• [Exercise aim] Please reproduce the RDS notes below word for word, starting at "There is a IO" and ending at "from standby instances.".

• [Document]
- - - - -
Skip to content

Relational Database Service (RDS)

  • RDS is a Database server as a Service (DBSaaS). We can run multiple databases on a DB Server
  • RDS is a managed service. We don't have access to OS or SSH access except in RDS custom which does provide some low level access

RDS Cost Parameters

  • Instance Size & Type
  • Multi AZ or not
  • Storage type & amount
  • Data transferred
  • Backups & Snapshots
  • Licensing (applicable on using commercial DB types)

Multi AZ - Instance deployments

  • Primary instance is configured to replicate data synchronously to a standby replica in another AZ
  • Replication is at the storagte level
  • Accesses to data is provided through database CNAME which points to primary instance
  • All accesses read/write will occur from the primary instance
  • On failover (which can be done manually for testing) the database CNAME will then point to the secondary instance (60-120s for failover)
  • Instance deployment provide 1 standby replica only
  • Multi AZ can be within the same region
  • Database backups can be taken from standby to improve performance
  • Failover Scnearios: AZ Outage, Primary Failure, Manual failover, instance type change and software patching

Multi AZ - Cluster deployments

  • 1 writer instance can replicate to 2 reader instances (different AZs)
  • Runs on much faster hardware: Graviton + local NVME SSD (Fast writes to local storage --> Flushed to EBS)
  • Replication is done via transaction logs which is more efficient
  • Reader instances can be utilized, but only for read transactions
  • Cluster Endpoint: Points at the writer instance. used for read, write & administration
  • Reader Endpoint: Points any reads at an available reader instance
  • Instance Endpoint: Point at a specific instnace. Generally used for testing/fault finding
  • Failover is faster ~35s+transaction logs apply
  • Writes are "committed" when atleast 1 reader instance has confirmed

RDS Backups

The 2 types of backups for RDS: Automated Backups and Snapshots are stored in AWS. But they are stored in AWS managed buckets & not visible in S3.

Note

There is a IO pause & performance impact when backups & snapshots are taken in a single AZ deployment. In multi AZ deployments the operation is performed from standby instances.
- - - - -
Stored items:
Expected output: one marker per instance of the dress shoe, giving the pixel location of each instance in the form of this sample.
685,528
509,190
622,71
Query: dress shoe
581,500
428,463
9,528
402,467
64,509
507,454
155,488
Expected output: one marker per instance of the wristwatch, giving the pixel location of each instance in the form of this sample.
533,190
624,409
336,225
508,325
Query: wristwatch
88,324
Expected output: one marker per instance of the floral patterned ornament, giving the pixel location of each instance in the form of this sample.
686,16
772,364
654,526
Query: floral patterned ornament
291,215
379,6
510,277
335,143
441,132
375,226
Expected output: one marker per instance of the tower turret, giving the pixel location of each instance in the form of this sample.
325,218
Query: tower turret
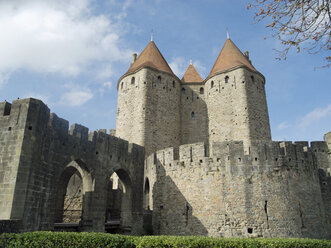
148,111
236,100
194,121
- - - - -
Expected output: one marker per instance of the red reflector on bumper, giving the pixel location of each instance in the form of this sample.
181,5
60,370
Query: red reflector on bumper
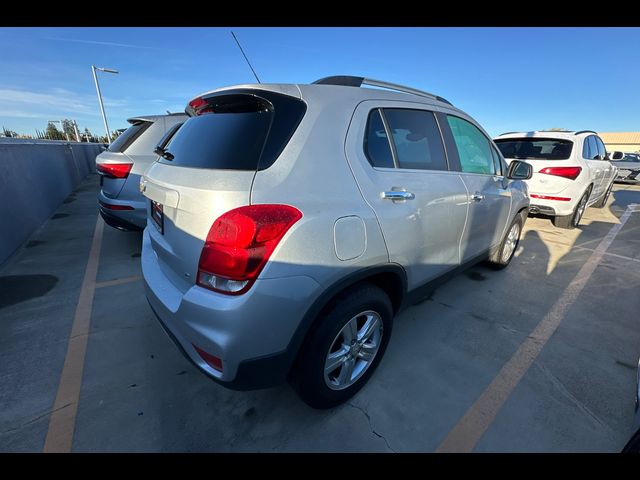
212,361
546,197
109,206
- - - - -
• [Solved exercise]
There is a IO pause & performance impact when backups & snapshots are taken in a single AZ deployment. In multi AZ deployments the operation is performed from standby instances.